Output the material exactly, keeping every line intact.

### DATA TO PROCESS:
_ _ _ _ _
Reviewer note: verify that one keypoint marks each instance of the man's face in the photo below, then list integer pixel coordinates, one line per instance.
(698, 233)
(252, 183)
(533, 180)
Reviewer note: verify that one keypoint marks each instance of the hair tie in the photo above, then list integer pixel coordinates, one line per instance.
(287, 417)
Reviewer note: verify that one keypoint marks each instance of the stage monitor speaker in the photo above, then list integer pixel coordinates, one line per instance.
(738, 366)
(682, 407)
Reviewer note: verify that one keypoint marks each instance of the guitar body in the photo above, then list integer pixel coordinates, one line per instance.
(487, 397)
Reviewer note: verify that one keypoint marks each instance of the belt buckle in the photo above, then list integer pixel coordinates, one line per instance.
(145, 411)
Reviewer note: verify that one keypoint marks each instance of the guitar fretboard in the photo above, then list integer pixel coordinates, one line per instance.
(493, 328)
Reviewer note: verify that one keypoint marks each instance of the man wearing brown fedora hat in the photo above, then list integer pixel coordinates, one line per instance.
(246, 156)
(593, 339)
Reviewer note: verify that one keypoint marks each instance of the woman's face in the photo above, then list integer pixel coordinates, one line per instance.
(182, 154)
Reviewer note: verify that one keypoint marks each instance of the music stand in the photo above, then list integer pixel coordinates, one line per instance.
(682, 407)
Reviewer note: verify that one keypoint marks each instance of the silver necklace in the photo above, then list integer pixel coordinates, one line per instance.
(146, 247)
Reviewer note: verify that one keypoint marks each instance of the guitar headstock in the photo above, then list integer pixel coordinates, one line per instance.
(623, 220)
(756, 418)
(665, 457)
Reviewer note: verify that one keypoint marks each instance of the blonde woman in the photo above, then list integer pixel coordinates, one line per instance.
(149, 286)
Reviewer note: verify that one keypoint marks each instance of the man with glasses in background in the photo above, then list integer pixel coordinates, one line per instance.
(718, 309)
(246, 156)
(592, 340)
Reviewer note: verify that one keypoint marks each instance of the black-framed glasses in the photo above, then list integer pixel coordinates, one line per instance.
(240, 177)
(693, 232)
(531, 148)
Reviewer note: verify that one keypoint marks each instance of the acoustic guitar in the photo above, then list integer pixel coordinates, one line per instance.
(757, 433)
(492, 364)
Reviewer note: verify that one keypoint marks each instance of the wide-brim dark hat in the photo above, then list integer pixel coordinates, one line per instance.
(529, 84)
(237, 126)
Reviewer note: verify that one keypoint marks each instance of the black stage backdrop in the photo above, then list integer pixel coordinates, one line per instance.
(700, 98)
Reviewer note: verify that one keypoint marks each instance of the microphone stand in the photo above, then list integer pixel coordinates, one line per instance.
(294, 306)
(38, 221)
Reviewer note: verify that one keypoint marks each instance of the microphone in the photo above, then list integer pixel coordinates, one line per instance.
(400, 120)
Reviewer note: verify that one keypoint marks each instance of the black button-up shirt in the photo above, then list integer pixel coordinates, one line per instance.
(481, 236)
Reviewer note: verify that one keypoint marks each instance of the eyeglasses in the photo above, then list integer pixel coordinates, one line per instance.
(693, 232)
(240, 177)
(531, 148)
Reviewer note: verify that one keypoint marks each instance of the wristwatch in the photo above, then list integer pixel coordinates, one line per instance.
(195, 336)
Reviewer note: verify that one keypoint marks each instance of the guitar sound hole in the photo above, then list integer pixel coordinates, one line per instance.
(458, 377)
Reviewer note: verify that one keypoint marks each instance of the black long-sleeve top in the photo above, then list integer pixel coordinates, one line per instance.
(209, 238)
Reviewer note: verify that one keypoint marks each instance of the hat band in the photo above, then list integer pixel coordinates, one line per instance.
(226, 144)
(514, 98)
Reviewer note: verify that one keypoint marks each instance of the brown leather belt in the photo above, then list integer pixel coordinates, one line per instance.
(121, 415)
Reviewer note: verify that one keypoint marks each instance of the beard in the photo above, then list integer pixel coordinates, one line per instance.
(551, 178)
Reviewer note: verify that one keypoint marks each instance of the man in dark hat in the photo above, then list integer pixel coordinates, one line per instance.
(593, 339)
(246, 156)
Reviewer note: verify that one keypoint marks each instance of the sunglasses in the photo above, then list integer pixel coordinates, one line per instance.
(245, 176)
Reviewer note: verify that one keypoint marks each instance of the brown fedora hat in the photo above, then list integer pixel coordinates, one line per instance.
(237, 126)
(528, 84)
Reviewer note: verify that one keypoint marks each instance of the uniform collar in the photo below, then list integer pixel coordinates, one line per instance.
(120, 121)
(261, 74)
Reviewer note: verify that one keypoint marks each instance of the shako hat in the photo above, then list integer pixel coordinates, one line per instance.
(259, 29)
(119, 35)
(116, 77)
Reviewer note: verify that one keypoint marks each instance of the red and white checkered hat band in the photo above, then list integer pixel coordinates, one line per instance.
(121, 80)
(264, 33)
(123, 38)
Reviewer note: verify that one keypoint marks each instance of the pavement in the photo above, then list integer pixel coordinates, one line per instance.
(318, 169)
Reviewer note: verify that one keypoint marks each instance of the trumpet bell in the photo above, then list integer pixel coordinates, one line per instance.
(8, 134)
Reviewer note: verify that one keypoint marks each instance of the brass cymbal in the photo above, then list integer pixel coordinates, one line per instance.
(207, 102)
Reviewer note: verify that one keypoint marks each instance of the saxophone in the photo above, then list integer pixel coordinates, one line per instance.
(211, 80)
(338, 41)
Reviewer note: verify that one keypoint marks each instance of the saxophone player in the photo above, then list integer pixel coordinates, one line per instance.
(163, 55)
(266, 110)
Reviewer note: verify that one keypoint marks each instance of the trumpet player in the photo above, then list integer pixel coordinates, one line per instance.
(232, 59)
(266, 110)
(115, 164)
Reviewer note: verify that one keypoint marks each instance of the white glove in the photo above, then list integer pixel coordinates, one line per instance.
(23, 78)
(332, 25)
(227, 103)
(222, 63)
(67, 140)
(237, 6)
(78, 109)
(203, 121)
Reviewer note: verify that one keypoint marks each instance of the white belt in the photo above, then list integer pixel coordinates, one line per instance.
_ _ _ _ _
### SOLUTION FOR THIS EXERCISE:
Reviewer note: verify that one keypoint marks each instance of the man's face in the photo below, then list integer pixel coordinates, one line per instance.
(698, 233)
(252, 183)
(533, 180)
Reviewer note: verify that one keypoint marks each instance of the hair tie in the photo above, then list integer pixel coordinates, one line per instance.
(287, 417)
Reviewer note: verify that one keypoint marks each instance of the stage monitor speaker in the photo above, then list integer pixel coordinates, one line per instance.
(738, 366)
(682, 407)
Reviewer note: verify that one keypoint marks each instance of the guitar body in the photo above, then list integer pixel coordinates, one line per instance.
(487, 397)
Reviewer note: verify that one keypoint marks each instance of the belt buckle in the photo above, then list integer pixel coordinates, one line per instance.
(145, 411)
Reviewer note: verify that one keypoint marks each instance of the guitar fretboard in the photo above, then list integer pixel coordinates, one line per instance.
(493, 328)
Reviewer note: verify that one keypoint marks each instance of the man wearing brown fedora hat in the photo above, then list integer pixel coordinates, one line per instance.
(246, 156)
(593, 339)
Reviewer note: verify that one keypoint marks each instance of the woman's face in the photo above, then list integer pixel coordinates, one line per instance.
(182, 154)
Reviewer note: verify that one keypoint marks each instance of the music stand in the photo above, then list integer pixel coordinates, one line per instance.
(682, 407)
Reviewer note: verify that one keypoint marks each instance of the silver necklace in the photo above, then list integer pixel coordinates, one line per instance.
(146, 247)
Reviewer note: verify that one keypoint marks each instance of the guitar headstock in the photo above, then list integer pixel coordinates, one line per instance.
(623, 220)
(756, 418)
(665, 457)
Reviewer note: verify that one keypoint marks each instance of the blonde woman in the photo above, then list integer pixel coordinates, one line per instance.
(149, 286)
Reviewer note: verify that one keypoint marks each instance of the man with glasses in background in the photo above, then list integer pixel coordinates, one line per instance.
(718, 309)
(246, 156)
(592, 340)
Reviewer note: verify that one keypoint marks each instance of the black-framed glasses in the photo above, then list integer pixel coordinates, one line per instance.
(240, 177)
(693, 232)
(531, 148)
Reviewer note: verify that one keypoint marks each instance of the acoustic guitar in the photo above, then list integer pixel coordinates, one line per instance.
(757, 433)
(492, 364)
Reviewer note: verify that one keypoint marks each instance of the wide-brim dark hat in the photo above, then list integer pixel coordinates, one line per instance.
(529, 84)
(237, 126)
Reviewer note: verify that one keypoint marks each instance of the black stage backdrop in the photo above, then list integer pixel coordinates, one line per instance.
(700, 98)
Reviewer note: verify that one keypoint marks each instance of the microphone stand in the photo above, then list integer pixel coordinates, one line per instance.
(294, 306)
(38, 221)
Reviewer note: verify that one keypoint marks each instance of the microphone in the photo above, then list integer pixel coordinates, one line per instance.
(400, 120)
Reviewer note: verify that one keypoint marks each instance of the black button-up shirt in the photo above, then list integer pixel coordinates, one line per instance.
(481, 236)
Reviewer note: verify that one keypoint marks each instance of the eyeglasses in the photo above, then list integer pixel coordinates, one line per instance.
(693, 232)
(240, 177)
(531, 148)
Reviewer note: verify that one keypoint marks each instance of the wristwatch in the photo above, then list integer pixel coordinates, one line per instance.
(195, 336)
Reviewer note: verify that one keypoint marks each instance of the guitar sound hole in the photo above, then list integer pixel coordinates, one line per instance.
(458, 377)
Reviewer note: verify that one keypoint marks each instance of the black long-sleeve top in the photo above, then list integer pixel coordinates, one line per instance.
(209, 238)
Reviewer note: verify that one keypoint marks each instance of the hat band in the photo above, then list integer pixel coordinates, one line per instance.
(226, 144)
(514, 98)
Reviewer note: verify that one keypoint marks each instance of the brown leather belt in the photo above, then list integer pixel coordinates, one line per instance.
(121, 415)
Reviewer note: verify that one keypoint marks each instance of the beard in the photo above, then list integer pixel coordinates, one line per instance.
(551, 178)
Reviewer note: verify that one keypoint marks each instance of the man in dark hat in the photo above, then list integer pixel coordinates, one line per instance.
(593, 339)
(246, 156)
Reviewer note: verify that one keypoint marks each instance of the sunglasses in the photo above, then list integer pixel coordinates, one line per instance.
(245, 176)
Reviewer note: verify that one keypoint marks each instance of the brown fedora hat in the photo above, then list integer pixel coordinates, one line per instance.
(237, 126)
(528, 84)
Reviewer note: verify that one keypoint marks each instance of the uniform collar in the photo below, then list integer pixel coordinates, one line per instance.
(120, 121)
(261, 74)
Reviewer note: verify that one keypoint marks each instance of the shako hat in the photo above, then list integer pixel coordinates, one line per instance.
(259, 29)
(119, 35)
(116, 77)
Reviewer note: verify that one keypoint marks each instance of the red and white checkered hat band in the photo above, then list integer pixel coordinates, one line per instance.
(121, 80)
(264, 33)
(123, 38)
Reviewer note: verify that one keypoint marks each instance of the pavement in the photo above, then list integer pixel coordinates, one line per instance.
(318, 169)
Reviewer note: verify that one keypoint marks each instance of the trumpet bell in the photo above, then list integer pixel coordinates, one line per instance.
(8, 134)
Reviewer note: verify that one keypoint marks each instance of the brass cymbal in the photo above, then list integer pixel coordinates, one line per instance.
(207, 102)
Reviewer note: verify that one keypoint marks each instance of the saxophone in the photo above, then list integer pixel coordinates, one line per instance.
(211, 80)
(338, 41)
Reviewer note: verify that one keypoint marks each instance of the saxophone player in the photo above, then list integer pixel coordinates, one line per instance.
(163, 55)
(266, 110)
Reviewer note: verify that one keypoint marks each instance of the trumpet player in the photo above, then list integer pixel coordinates, one line per instance.
(232, 59)
(266, 110)
(115, 164)
Reviewer note: verify that one keypoint marks each instance of the white glove in the photo above, then list integer pixel coordinates, one line per instance.
(23, 78)
(332, 25)
(227, 103)
(222, 63)
(67, 140)
(237, 6)
(78, 109)
(203, 121)
Reviewer note: verify that one keypoint marks each instance of the white belt in the photo above, then list integer pixel coordinates, one line per instance.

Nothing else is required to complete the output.